Provided information →

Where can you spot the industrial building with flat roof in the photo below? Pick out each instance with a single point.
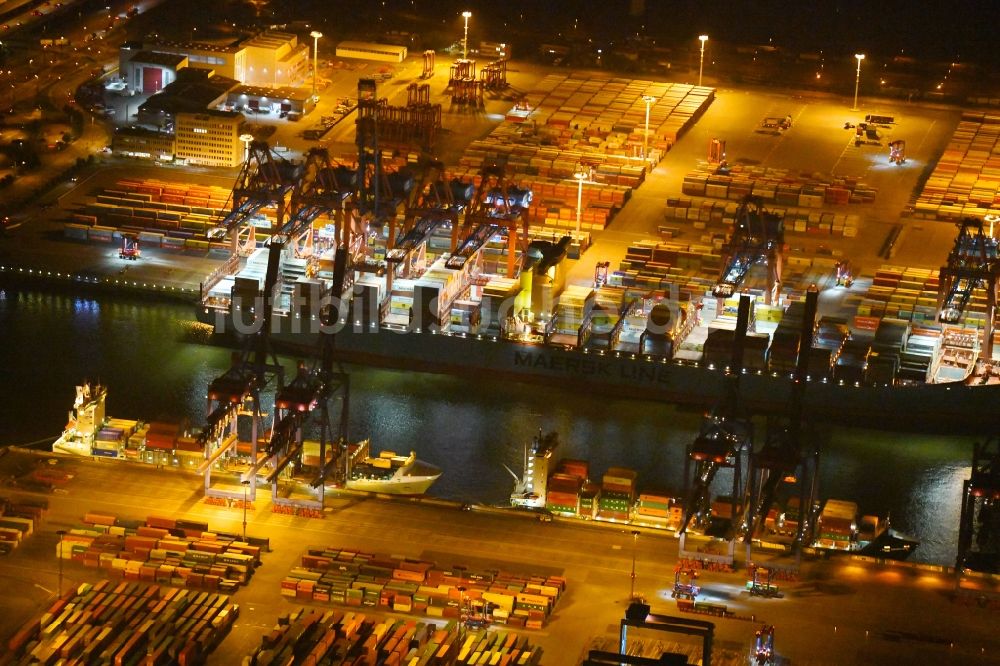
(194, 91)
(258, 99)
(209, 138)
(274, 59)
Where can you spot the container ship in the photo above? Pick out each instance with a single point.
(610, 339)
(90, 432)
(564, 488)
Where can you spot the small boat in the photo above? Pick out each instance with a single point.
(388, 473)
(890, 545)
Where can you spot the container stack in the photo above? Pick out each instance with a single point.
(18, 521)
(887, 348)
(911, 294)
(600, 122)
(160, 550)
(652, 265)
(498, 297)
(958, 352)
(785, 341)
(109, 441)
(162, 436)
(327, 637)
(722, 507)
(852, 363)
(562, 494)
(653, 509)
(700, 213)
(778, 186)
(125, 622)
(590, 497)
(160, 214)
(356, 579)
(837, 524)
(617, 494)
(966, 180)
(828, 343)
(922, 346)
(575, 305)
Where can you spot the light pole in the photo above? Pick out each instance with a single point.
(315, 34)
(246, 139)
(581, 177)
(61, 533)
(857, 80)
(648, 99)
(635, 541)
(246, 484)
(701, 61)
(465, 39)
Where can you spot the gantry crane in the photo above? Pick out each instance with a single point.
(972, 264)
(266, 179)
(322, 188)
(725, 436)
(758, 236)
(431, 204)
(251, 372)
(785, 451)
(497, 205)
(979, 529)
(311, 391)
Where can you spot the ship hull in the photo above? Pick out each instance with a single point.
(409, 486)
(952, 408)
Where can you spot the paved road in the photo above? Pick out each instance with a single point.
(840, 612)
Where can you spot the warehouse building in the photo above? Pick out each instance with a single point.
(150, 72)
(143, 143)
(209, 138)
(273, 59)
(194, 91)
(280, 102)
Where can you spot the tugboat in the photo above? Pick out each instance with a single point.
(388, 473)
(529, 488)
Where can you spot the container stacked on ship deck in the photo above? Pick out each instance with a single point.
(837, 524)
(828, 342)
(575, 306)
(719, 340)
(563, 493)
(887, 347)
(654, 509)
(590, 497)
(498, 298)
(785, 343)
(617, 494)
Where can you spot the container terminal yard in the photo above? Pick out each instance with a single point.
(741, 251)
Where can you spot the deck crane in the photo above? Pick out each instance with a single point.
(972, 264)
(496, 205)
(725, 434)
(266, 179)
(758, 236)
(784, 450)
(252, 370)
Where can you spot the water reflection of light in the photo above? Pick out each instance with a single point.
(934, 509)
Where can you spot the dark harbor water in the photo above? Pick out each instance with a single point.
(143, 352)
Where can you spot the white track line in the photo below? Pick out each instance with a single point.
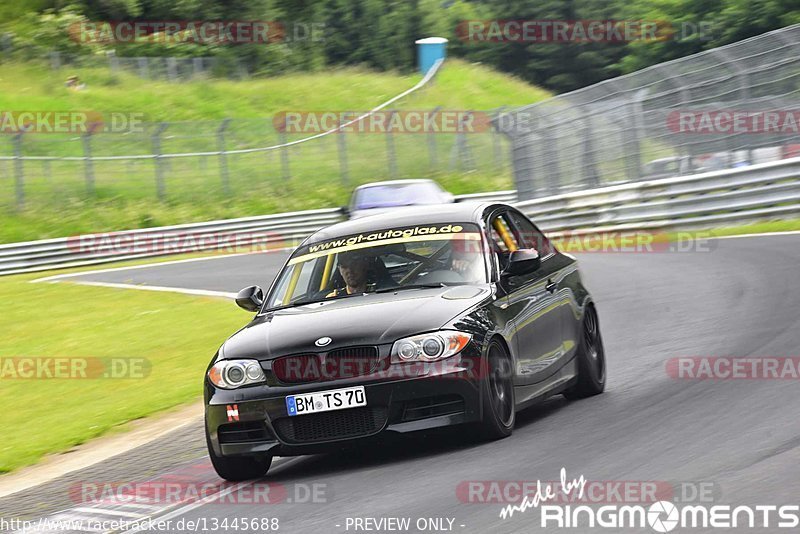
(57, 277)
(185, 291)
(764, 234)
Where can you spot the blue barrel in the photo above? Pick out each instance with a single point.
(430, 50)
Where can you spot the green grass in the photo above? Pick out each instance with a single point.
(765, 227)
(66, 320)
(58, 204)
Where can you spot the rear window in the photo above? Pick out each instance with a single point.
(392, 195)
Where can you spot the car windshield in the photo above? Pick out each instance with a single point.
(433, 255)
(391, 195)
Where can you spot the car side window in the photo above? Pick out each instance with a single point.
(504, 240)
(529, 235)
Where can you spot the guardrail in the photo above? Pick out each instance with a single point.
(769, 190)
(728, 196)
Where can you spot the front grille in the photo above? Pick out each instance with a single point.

Task goal →
To complete the exercise, return the listing above exactly and omit its pictures.

Reply →
Where can you spot the industrial building with flat roof in the photo below? Pick out each instance with a single point.
(194, 91)
(258, 99)
(209, 138)
(274, 59)
Where can you spot the container ship in the photo above? Pick out each instance with a single point.
(610, 339)
(90, 432)
(564, 488)
Where can you spot the small boat in the photo above? Pick out each instance with a single point.
(388, 473)
(890, 545)
Where can you spot the container stack in the photo above? Pick out each instance with a single point.
(18, 521)
(887, 348)
(911, 294)
(600, 122)
(160, 550)
(652, 265)
(498, 297)
(958, 352)
(785, 341)
(109, 441)
(162, 436)
(327, 637)
(722, 507)
(852, 363)
(562, 494)
(653, 509)
(700, 213)
(778, 186)
(125, 622)
(590, 497)
(160, 214)
(356, 579)
(837, 524)
(617, 494)
(966, 180)
(828, 343)
(922, 346)
(575, 305)
Where can you spot the light pole in the photo above? Pick out each instance with a single point.
(315, 34)
(246, 139)
(581, 177)
(61, 533)
(857, 80)
(648, 99)
(635, 541)
(246, 484)
(701, 61)
(465, 39)
Where can you spot the gantry crane in the photo above? Pick out each instance with a single point.
(972, 264)
(266, 179)
(322, 188)
(725, 436)
(758, 236)
(431, 204)
(251, 372)
(785, 451)
(497, 205)
(979, 529)
(311, 391)
Where can you spot the ship hull in the photo above? Pick out each instance with a single point.
(409, 486)
(952, 408)
Where can you spot the paved road in the photo above? Pick out each instance with a single point.
(840, 612)
Where can you spot the warehouse building in the photo above? Pick out each instance with a single point.
(150, 72)
(143, 143)
(209, 138)
(273, 59)
(194, 91)
(280, 102)
Where can you spot the tugboat in the photo above? Pick out each instance with a single point.
(388, 473)
(529, 488)
Where can you spot the container stacked on ship deck in the photo above? Pick out each instance with a single point.
(837, 524)
(828, 342)
(575, 306)
(719, 340)
(563, 493)
(887, 347)
(654, 509)
(590, 497)
(498, 298)
(785, 343)
(617, 494)
Where can you spot the container terminal yard in the photo above? Pick out each instance with a single point.
(741, 251)
Where can you spot the deck crane in the photo above? Pick out each instance with a single point.
(972, 264)
(496, 205)
(725, 434)
(266, 179)
(758, 236)
(784, 450)
(252, 370)
Where can you spot the water reflection of light in the photo above? Pick out each instance with a single point.
(934, 509)
Where can you spot the dark harbor water in the photo above? Pick out each instance with a single point.
(143, 352)
Where can you spot the white track line in the photo below? Pick out each instance with a single point.
(57, 277)
(185, 291)
(764, 234)
Where can you spot the blue barrel in the photo above? Pick out each instance with a single point.
(430, 50)
Where can you spot the green grass in the photo above? Pick out each instance with a single point.
(765, 227)
(66, 320)
(58, 204)
Where can you spot the rear window in the photo above? Pick out each instance with a single point.
(392, 195)
Where can you spot the car windshield in the photo above? Pick out each instance with a single point.
(433, 255)
(391, 195)
Where can you spot the car side window in the photo above? Pick out each instance with a single point.
(504, 240)
(529, 235)
Where can you spot the guardrail in the photo above? Pick out each instance with a single point.
(769, 190)
(728, 196)
Where can you spot the front grille in the photo above? Pick out each instance with a single point.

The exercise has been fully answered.